Task details =>
A word-for-word transcript of the closing lines is required: from the one with "</instance>" through the final line of the data.

Records supplied =>

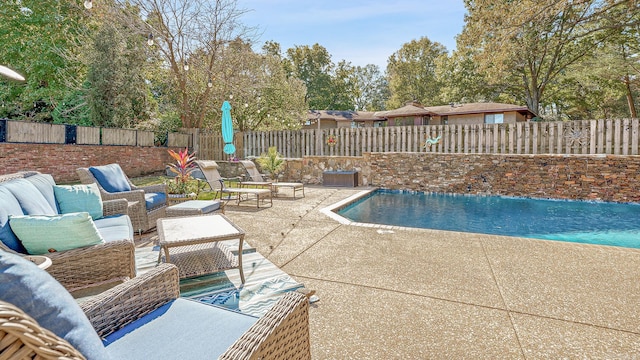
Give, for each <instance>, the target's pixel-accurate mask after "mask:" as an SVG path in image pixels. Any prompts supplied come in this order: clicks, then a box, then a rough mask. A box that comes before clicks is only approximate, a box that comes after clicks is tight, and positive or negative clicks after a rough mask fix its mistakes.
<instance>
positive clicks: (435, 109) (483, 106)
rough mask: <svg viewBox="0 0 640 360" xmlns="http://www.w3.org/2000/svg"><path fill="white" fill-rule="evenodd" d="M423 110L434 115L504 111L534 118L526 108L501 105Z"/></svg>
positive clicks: (470, 104)
mask: <svg viewBox="0 0 640 360" xmlns="http://www.w3.org/2000/svg"><path fill="white" fill-rule="evenodd" d="M425 110H429V111H431V112H432V113H433V114H434V115H440V116H448V115H464V114H479V113H492V112H495V113H499V112H505V111H517V112H521V113H522V112H526V113H530V114H531V115H533V116H535V114H533V113H532V112H531V111H529V109H528V108H527V107H526V106H520V105H513V104H502V103H469V104H453V105H451V104H450V105H440V106H427V107H425Z"/></svg>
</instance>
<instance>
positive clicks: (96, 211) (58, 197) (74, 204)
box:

Solution for this task =>
</instance>
<instance>
positive clicks: (96, 211) (58, 197) (74, 204)
box:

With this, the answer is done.